**Görevler:**
1. Zafer Çağlayan haberine göre Yüce Divan önergesi kaç ret oyuyla reddedilmiştir?
2. Zafer Çağlayan haberinde "BEKLENEN SONUÇ4 eski" ifadesinden "fire ile sonuçlandı." ifadesine kadar uzanan bölümü aynen kopyalayınız.
3. Zafer Çağlayan haberinin devamını, metnin bittiği yerden itibaren yazınız.

**Alıntılanan Metin:**

——————

ZAFER ÇAĞLAYAN'A AKP VEKİL SAYISINDAN 48 FİRE

ZAFER ÇAĞLAYAN'A AKP VEKİL SAYISINDAN 48 FİRE

Gizli oylamanın sonucunda 244 kabul 264 red 7 çekimser oyla eski bakan Zafer Çağlayan'ın Yüce Divan'a gönderilmesine yönelik önerge reddedildi

BEKLENEN SONUÇ4 eski Bakanla ilgili TBMM Genel Kurulu'nda Yüce Divan oylamasında ilk olarak eski Ekonomi Bakanı Zafer Çağlayan için oylama yapıldı. Gizli oylamanın sonucunda 244 kabul 264 red 7 çekimser oyla eski bakan Zafer Çağlayan'ın Yüce Divan'a gönderilmesine yönelik önerge reddedildi. Ancak yapılan oylama sonucuna göre AKP milletvekili sayısına göre Çağlayan'a destek 48 fire ile sonuçlandı.

——————

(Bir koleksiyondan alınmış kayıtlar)
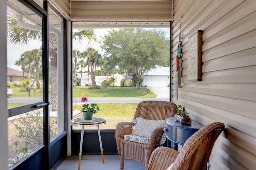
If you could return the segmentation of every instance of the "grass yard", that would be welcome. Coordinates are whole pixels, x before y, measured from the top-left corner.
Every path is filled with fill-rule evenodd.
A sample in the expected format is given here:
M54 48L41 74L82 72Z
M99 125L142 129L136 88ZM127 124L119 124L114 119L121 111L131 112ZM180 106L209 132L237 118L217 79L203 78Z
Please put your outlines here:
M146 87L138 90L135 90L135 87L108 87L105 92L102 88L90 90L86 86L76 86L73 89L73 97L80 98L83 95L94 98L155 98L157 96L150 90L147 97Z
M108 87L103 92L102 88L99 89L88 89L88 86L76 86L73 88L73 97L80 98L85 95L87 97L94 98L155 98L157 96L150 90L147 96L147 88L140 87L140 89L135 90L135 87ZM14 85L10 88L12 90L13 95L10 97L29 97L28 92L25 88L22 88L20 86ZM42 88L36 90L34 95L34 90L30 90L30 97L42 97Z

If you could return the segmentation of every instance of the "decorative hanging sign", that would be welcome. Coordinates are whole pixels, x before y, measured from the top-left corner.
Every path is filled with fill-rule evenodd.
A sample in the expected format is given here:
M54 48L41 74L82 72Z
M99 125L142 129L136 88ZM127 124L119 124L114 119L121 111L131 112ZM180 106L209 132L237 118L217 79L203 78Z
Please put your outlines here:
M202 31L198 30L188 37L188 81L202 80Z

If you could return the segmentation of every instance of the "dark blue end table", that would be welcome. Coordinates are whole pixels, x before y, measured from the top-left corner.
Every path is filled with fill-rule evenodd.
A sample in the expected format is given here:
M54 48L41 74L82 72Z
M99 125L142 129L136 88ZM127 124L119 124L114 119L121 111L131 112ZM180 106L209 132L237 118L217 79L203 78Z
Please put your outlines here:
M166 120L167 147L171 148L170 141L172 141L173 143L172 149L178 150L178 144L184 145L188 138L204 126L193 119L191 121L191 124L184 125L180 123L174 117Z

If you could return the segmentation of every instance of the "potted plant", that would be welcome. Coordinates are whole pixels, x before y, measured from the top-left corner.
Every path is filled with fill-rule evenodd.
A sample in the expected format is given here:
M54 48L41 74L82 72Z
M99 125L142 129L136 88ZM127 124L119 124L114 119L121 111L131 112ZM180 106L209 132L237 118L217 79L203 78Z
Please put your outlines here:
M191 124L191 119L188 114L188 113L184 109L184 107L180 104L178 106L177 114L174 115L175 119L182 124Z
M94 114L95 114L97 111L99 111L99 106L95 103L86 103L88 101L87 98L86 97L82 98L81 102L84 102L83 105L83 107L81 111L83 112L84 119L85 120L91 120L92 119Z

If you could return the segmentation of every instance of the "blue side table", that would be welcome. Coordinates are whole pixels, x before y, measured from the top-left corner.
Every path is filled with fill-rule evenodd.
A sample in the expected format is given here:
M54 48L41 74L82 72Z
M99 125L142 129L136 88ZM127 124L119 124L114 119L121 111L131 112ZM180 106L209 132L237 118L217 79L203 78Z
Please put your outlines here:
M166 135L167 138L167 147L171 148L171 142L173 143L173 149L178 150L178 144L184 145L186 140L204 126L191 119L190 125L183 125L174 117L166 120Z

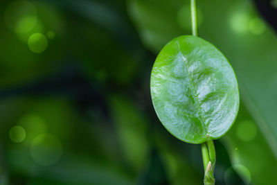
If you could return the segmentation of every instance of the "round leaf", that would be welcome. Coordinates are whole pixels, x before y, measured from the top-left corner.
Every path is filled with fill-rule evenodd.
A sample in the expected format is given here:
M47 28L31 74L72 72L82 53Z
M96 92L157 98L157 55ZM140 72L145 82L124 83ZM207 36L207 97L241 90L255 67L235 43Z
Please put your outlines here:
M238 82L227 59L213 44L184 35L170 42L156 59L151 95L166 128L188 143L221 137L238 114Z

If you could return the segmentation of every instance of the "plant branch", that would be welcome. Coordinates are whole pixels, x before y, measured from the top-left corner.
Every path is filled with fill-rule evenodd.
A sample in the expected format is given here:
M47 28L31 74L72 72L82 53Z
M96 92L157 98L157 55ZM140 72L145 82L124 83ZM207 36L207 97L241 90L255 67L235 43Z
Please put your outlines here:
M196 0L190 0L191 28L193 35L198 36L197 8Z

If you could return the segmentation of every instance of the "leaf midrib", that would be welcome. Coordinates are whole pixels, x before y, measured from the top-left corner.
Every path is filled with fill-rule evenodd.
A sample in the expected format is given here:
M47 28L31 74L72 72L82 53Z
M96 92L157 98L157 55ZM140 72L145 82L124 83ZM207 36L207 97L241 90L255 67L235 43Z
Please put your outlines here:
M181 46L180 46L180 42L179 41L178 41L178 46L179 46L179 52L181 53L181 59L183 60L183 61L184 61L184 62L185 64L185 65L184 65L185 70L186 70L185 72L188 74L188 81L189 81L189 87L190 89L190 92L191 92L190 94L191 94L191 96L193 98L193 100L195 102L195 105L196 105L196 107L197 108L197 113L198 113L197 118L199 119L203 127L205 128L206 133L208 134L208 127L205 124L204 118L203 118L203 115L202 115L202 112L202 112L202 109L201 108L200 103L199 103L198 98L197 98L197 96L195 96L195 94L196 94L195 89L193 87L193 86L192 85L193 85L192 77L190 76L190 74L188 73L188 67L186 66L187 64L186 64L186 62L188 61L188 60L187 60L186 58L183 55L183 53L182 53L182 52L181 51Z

——————

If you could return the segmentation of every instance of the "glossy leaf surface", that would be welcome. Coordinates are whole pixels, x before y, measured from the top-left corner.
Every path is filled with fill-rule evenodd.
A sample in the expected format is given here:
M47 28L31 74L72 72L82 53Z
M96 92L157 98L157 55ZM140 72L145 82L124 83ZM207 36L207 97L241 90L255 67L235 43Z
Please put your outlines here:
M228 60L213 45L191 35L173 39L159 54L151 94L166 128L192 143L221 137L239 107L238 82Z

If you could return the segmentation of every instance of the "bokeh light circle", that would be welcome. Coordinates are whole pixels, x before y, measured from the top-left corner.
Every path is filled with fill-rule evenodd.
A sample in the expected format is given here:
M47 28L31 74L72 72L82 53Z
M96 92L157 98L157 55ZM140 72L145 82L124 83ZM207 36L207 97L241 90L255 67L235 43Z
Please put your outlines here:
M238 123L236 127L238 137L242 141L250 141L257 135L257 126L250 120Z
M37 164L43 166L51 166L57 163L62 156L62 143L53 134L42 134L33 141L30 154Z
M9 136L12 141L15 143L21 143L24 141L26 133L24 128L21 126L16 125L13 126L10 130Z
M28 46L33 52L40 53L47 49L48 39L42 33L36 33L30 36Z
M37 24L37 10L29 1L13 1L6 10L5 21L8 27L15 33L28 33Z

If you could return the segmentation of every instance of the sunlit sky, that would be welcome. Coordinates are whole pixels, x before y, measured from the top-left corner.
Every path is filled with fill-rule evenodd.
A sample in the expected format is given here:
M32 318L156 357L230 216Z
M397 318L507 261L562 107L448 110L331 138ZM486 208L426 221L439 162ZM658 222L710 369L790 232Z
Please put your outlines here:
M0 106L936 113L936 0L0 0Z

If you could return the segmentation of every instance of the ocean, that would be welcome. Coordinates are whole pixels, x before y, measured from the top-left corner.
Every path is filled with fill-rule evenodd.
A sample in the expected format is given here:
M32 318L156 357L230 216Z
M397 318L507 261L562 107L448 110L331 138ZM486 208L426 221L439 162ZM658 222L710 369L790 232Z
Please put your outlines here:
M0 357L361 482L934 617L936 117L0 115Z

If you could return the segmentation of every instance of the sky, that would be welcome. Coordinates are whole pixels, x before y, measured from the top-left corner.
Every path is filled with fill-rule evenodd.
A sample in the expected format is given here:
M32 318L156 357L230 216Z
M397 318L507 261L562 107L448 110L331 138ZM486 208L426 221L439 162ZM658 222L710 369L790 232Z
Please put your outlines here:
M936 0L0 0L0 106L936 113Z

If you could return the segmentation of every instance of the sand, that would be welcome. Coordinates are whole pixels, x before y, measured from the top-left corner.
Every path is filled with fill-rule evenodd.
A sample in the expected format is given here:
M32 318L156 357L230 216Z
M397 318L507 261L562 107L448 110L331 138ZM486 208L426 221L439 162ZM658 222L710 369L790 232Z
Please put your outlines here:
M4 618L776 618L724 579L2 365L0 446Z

——————

**Cevaplar:**
1. Önerge 264 ret oyuyla reddedilmiştir.

2.
BEKLENEN SONUÇ4 eski Bakanla ilgili TBMM Genel Kurulu'nda Yüce Divan oylamasında ilk olarak eski Ekonomi Bakanı Zafer Çağlayan için oylama yapıldı. Gizli oylamanın sonucunda 244 kabul 264 red 7 çekimser oyla eski bakan Zafer Çağlayan'ın Yüce Divan'a gönderilmesine yönelik önerge reddedildi. Ancak yapılan oylama sonucuna göre AKP milletvekili sayısına göre Çağlayan'a destek 48 fire ile sonuçlandı.

3.
AKP AKLADI

Zafer Çağlayan'la ilgili Yüce Divan oylaması sona erdi. Zafer Çağlayan'ın Yüce Divan oylaması sonucu oy kullanan 517 üyeden 242'si aleyhte, 264'ü lehte oy kullandı.7 çekimser, 1 boş, 3 geçersiz oy bulunmakta. Bu souçlar sonunda önerge kabul edilmedi ve Çağlayan'ın Yüce Divan'a sevk edilmemesine karar verildi.

VEKALETEN OY KULLANANLAR

Genel Kurul’da eski Ekonomi Bakanı Mehmet Zafer Çağlayan hakkında Yüce Divan oylamasında, Başbakan Ahmet Davutoğlu yerine Başbakan Yardımcısı Yalçın Akdoğan, Başbakan Yardımcısı Ali Babacan yerine Başbakan Yardımcısı Bülent Arınç, Sağlık Bakanı Mehmet Müezzinoğlu yerine Bilim Sanayi ve Teknoloji Bakanı Fikri Işık, Dışişleri Bakanı Mevlüt Çavuşoğlu yerine Kalkınma Bakanı Cevdet Yılmaz, Maliye Bakanı Mehmet Şimşek’in yerine Gıda ve Tarım Hayvancılık Bakanı Mehdi Eker, AB Bakanı Volkan Bozkır yerine Ekonomi Bakanı Nihat Zeybekci, Kültür ve Turizm Bakanı Ömer Çelik yerine Gümrük ve Ticaret Bakanı Nurettin Canikli, Enerji ve Tabii Kaynaklar Bakanı Taner Yıldız’ın yerine Milli Savunma Bakanı İsmet Yılmaz vekaleten oy kullandı.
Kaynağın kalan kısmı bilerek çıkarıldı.